══ Extrait du document

Il est rarement bon de réagir trop
vite sous le coup de l’indignation. C’est pourtant ce que nous avons failli
faire après la déclaration imbécile de Morano sur « la France, pays de
race blanche ». La tentation était vive de lui faire remarquer que la race
blonde existait chez les bovins et qu’elle ferait mieux de réserver sa
candidature pour le prochain salon de l’agriculture…
Alors nous avions décidé de nous en
tenir à la réaction de Jean-Noël Jeanneney qui à la question : "comment
jugez-vous le débat Morano" a répondu : "un buzz imbécile".
Jeanneney n’est pas le nom de n’importe quelle famille, c’est le noyau dur de
la République. Un grand-père ministre de Clémenceau, un père ministre du
Général de Gaulle, et lui-même ministre de Mitterrand. Un Gaulliste, deux
socialistes, trois serviteurs de l’État… Respect !
Mais pourquoi y a-t-il toujours
quelqu’un qui vient tout gâcher ? Il a fallu que l’on remette des pièces
dans la machine.

════
══ Données fournies

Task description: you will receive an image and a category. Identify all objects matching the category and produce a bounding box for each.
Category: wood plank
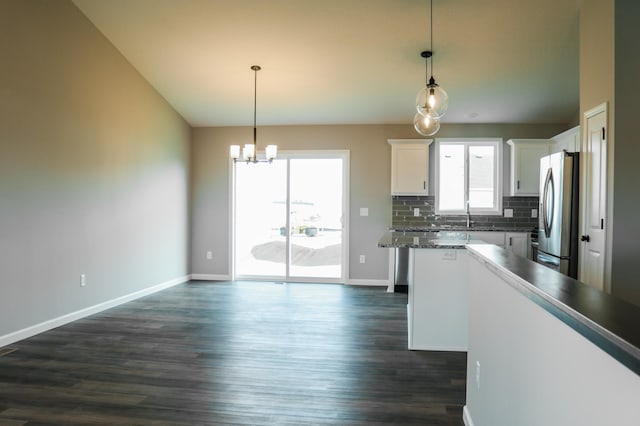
[0,282,466,425]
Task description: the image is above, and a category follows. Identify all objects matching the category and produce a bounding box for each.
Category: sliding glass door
[234,153,347,282]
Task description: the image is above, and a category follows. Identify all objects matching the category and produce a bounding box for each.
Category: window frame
[434,138,504,216]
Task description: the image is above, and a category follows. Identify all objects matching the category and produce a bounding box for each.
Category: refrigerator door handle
[542,169,555,237]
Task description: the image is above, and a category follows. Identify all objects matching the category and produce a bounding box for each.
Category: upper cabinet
[507,139,555,196]
[388,139,433,195]
[551,126,580,152]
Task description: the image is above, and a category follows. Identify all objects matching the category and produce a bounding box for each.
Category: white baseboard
[345,279,389,288]
[462,405,473,426]
[191,274,231,281]
[409,344,468,352]
[0,275,191,348]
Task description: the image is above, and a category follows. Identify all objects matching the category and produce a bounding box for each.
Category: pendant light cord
[251,65,260,146]
[429,0,433,77]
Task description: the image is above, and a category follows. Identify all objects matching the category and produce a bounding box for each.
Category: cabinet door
[504,232,529,258]
[510,141,551,196]
[391,143,429,195]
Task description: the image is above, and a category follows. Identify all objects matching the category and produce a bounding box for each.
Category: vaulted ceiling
[74,0,579,126]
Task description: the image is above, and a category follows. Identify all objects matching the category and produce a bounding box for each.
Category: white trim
[229,149,351,284]
[345,279,393,288]
[433,137,504,216]
[409,345,469,352]
[191,274,231,281]
[387,139,433,145]
[462,405,473,426]
[387,248,396,293]
[0,275,191,347]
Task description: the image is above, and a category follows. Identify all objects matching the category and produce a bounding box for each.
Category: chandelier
[413,0,449,136]
[230,65,278,163]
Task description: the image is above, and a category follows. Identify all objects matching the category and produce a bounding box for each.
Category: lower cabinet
[407,248,469,351]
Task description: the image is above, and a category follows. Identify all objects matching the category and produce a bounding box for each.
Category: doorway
[232,151,348,283]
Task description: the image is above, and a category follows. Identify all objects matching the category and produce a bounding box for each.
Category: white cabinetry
[507,139,553,196]
[388,139,432,195]
[504,232,529,258]
[551,126,580,152]
[407,249,469,351]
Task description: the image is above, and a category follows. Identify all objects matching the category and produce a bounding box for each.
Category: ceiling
[74,0,580,127]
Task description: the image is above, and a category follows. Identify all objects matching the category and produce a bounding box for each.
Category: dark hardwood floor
[0,282,466,425]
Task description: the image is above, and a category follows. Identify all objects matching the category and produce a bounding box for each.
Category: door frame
[578,102,613,294]
[229,150,351,284]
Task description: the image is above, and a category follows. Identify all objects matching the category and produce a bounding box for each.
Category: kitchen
[379,129,640,425]
[0,1,640,426]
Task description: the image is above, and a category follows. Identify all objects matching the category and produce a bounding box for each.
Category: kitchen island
[379,232,640,426]
[464,245,640,426]
[378,231,482,351]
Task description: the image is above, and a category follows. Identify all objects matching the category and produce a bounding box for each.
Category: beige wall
[610,0,640,306]
[0,0,190,338]
[580,0,640,305]
[192,124,567,283]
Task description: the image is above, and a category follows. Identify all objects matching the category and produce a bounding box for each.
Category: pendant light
[230,65,278,163]
[413,0,449,136]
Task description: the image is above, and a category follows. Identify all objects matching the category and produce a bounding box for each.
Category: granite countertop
[389,225,536,232]
[467,244,640,375]
[378,231,482,249]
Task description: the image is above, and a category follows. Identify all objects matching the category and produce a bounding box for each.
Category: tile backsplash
[391,195,538,229]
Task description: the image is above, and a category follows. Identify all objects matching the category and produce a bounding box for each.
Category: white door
[579,104,607,290]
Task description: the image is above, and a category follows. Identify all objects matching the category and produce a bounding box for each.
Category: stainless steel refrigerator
[537,152,580,278]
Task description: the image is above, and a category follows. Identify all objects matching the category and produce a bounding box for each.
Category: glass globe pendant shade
[416,77,449,118]
[413,112,440,136]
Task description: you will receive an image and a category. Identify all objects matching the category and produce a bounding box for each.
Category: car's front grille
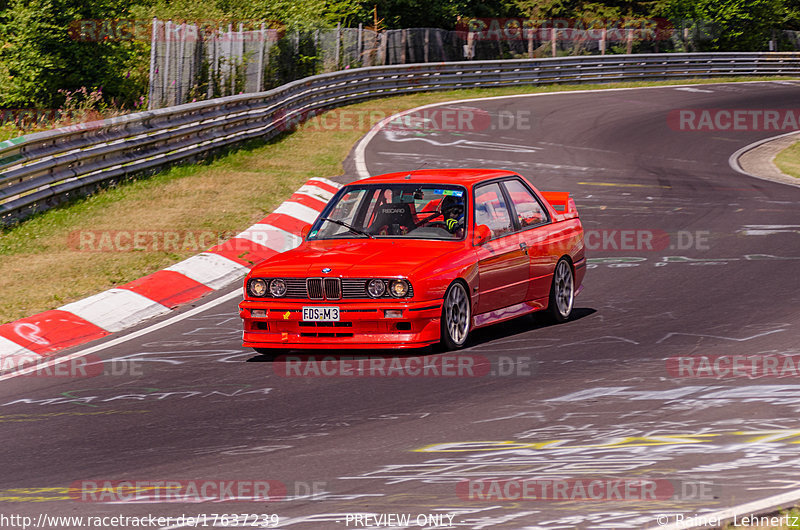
[267,278,414,300]
[322,278,342,300]
[306,278,322,300]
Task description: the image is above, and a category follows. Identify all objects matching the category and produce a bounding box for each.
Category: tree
[0,0,141,107]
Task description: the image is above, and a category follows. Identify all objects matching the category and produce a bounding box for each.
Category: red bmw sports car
[239,169,586,353]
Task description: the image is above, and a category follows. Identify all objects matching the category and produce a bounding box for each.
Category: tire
[547,258,575,324]
[441,281,472,351]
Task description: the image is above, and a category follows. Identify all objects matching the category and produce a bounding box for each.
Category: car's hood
[251,239,464,278]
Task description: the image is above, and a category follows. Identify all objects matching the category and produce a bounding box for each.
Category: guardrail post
[175,22,186,105]
[333,22,342,70]
[600,28,608,55]
[256,22,267,92]
[525,28,533,59]
[161,20,172,105]
[356,22,364,66]
[147,17,158,110]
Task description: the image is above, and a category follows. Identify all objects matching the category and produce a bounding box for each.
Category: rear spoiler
[541,191,578,221]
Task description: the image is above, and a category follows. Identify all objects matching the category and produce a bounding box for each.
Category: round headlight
[367,280,386,298]
[247,278,267,296]
[269,279,286,298]
[389,280,408,298]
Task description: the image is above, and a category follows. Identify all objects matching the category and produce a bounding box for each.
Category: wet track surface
[0,82,800,528]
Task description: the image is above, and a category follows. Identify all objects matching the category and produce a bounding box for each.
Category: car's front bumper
[239,299,442,349]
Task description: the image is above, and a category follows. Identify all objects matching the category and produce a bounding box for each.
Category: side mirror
[472,225,492,247]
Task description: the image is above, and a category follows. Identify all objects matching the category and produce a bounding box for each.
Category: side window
[504,180,547,229]
[475,182,513,239]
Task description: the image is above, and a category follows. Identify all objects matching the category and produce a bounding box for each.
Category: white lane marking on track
[0,336,40,362]
[675,87,714,94]
[0,287,242,381]
[58,289,169,333]
[164,252,247,290]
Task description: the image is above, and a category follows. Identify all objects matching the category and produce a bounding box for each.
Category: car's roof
[357,168,516,186]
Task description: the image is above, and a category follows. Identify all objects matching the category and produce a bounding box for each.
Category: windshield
[308,184,467,240]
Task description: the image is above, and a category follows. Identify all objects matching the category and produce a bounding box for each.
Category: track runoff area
[0,81,800,529]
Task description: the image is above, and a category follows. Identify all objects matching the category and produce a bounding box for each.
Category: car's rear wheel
[253,348,286,358]
[548,258,575,323]
[442,281,472,350]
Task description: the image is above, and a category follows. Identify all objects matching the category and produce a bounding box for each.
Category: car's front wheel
[442,281,472,350]
[547,258,575,323]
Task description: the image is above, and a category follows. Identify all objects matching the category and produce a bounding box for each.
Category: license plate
[303,306,339,322]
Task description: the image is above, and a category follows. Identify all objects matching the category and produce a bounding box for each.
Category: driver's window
[475,182,513,239]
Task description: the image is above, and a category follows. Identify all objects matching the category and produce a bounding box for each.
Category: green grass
[0,78,792,323]
[775,142,800,178]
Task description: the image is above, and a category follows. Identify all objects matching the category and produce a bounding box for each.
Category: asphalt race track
[0,81,800,529]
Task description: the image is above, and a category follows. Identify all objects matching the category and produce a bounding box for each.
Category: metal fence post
[356,22,364,66]
[333,22,342,70]
[424,28,431,63]
[600,28,608,55]
[147,17,158,110]
[256,22,267,92]
[175,22,186,105]
[162,20,172,105]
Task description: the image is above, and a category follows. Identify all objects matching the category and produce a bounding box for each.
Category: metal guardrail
[0,52,800,225]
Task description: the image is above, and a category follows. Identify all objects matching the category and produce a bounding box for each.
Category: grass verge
[775,142,800,178]
[0,74,792,323]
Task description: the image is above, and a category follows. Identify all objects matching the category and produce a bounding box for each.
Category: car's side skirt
[472,299,547,328]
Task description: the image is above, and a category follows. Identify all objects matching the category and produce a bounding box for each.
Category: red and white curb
[0,178,342,363]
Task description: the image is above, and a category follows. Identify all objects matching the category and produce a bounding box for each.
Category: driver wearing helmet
[442,195,464,234]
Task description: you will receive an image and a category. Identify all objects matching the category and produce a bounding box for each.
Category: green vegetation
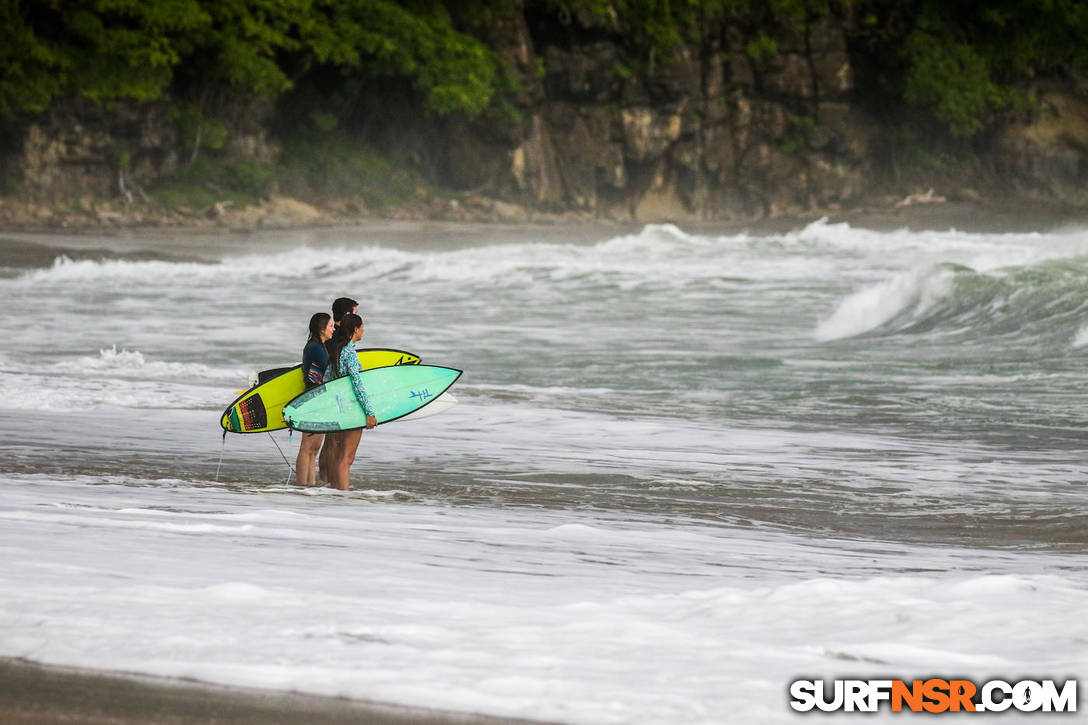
[0,0,499,119]
[0,0,1088,206]
[150,156,276,209]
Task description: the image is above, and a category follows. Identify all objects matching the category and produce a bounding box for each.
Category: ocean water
[0,221,1088,725]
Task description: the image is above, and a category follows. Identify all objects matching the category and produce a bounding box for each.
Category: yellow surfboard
[219,348,419,433]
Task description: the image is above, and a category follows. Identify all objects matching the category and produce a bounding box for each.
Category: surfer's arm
[341,351,374,418]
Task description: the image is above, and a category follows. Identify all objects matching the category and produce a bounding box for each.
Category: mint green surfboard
[283,365,461,433]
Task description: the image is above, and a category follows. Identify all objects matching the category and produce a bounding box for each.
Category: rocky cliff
[2,5,1088,221]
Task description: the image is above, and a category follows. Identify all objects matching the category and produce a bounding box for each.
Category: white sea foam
[1073,324,1088,347]
[814,269,954,341]
[0,476,1088,725]
[49,345,246,384]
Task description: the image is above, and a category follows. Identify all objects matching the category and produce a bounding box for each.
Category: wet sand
[0,659,544,725]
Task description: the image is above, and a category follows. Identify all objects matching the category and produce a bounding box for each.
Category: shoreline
[0,658,544,725]
[0,189,1088,236]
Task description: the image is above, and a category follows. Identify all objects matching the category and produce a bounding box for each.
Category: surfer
[318,297,359,483]
[324,314,378,491]
[295,312,334,486]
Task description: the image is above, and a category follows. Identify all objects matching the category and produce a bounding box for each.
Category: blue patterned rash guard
[302,340,329,390]
[325,343,374,416]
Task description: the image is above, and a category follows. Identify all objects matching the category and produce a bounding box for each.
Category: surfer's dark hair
[333,297,359,322]
[306,312,332,342]
[329,312,362,378]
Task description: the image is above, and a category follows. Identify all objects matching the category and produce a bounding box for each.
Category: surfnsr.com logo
[790,677,1077,713]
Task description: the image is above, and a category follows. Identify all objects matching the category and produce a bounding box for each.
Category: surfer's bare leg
[318,433,341,483]
[333,428,362,491]
[295,433,324,486]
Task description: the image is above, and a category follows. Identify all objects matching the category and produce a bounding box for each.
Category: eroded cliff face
[4,9,1088,221]
[480,8,875,219]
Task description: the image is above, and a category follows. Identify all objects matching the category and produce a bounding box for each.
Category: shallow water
[0,222,1088,723]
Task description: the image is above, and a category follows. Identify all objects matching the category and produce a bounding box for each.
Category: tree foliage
[0,0,1088,135]
[0,0,499,118]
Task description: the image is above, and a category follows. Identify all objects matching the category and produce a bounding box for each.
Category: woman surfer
[325,314,378,491]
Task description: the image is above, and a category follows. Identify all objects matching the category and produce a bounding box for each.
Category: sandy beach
[0,659,552,725]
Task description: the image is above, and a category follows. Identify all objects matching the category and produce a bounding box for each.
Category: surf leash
[215,428,226,483]
[269,431,296,483]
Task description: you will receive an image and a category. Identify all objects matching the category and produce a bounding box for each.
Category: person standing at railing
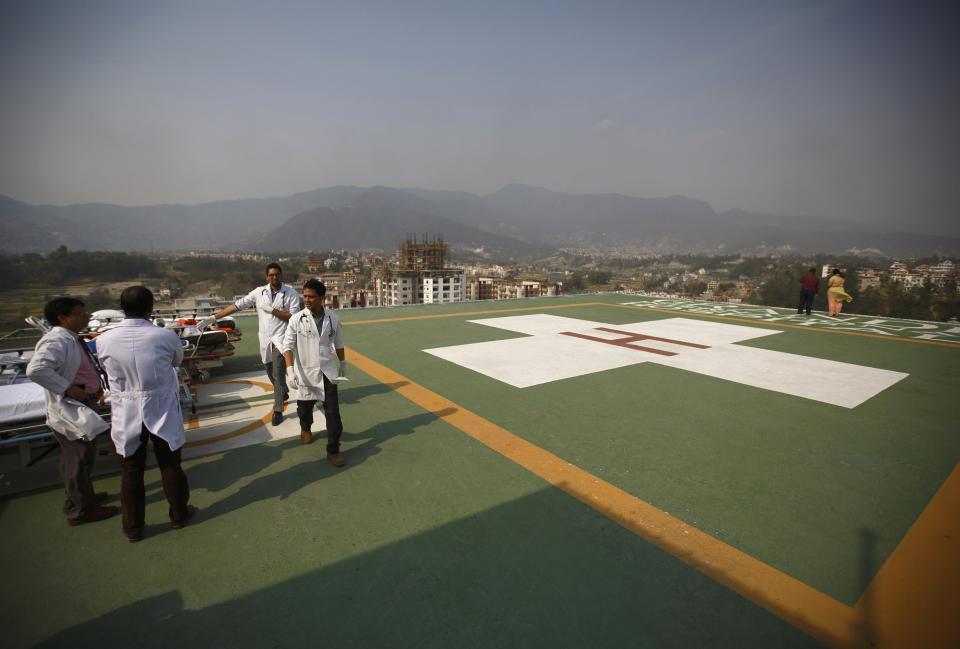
[827,268,853,316]
[797,268,820,315]
[27,297,120,525]
[205,263,300,426]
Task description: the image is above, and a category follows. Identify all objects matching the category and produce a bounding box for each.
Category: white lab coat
[233,284,300,363]
[97,318,187,457]
[27,327,107,440]
[280,309,343,401]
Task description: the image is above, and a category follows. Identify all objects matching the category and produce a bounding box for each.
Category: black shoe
[170,505,197,530]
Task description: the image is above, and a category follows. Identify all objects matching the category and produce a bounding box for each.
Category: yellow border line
[348,349,960,649]
[855,464,960,649]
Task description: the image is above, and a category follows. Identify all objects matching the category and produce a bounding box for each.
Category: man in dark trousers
[97,286,196,543]
[797,268,820,315]
[27,297,120,525]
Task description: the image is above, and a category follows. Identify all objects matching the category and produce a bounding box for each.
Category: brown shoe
[63,491,109,515]
[67,507,120,525]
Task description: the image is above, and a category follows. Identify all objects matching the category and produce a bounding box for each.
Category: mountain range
[0,185,960,258]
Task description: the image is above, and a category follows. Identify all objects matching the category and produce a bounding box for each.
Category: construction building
[373,235,466,306]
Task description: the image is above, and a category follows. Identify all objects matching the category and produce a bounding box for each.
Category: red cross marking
[560,327,710,356]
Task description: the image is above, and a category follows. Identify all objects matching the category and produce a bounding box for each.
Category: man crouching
[283,279,347,466]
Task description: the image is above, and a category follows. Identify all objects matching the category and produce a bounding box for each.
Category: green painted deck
[0,295,960,648]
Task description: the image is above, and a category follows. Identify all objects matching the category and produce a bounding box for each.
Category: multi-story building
[466,276,563,300]
[373,237,466,306]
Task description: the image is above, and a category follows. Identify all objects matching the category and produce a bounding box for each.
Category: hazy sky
[0,0,960,236]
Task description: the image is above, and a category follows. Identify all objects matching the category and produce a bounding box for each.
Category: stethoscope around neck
[299,309,334,339]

════

Votre objectif:
Recopiez fidèlement le passage du texte sur la déclaration de Morano en partant de « Jeanneney n’est pas » et en allant jusqu'à « l’État… Respect ! ».

Réponse au problème:
Jeanneney n’est pas le nom de n’importe quelle famille, c’est le noyau dur de
la République. Un grand-père ministre de Clémenceau, un père ministre du
Général de Gaulle, et lui-même ministre de Mitterrand. Un Gaulliste, deux
socialistes, trois serviteurs de l’État… Respect !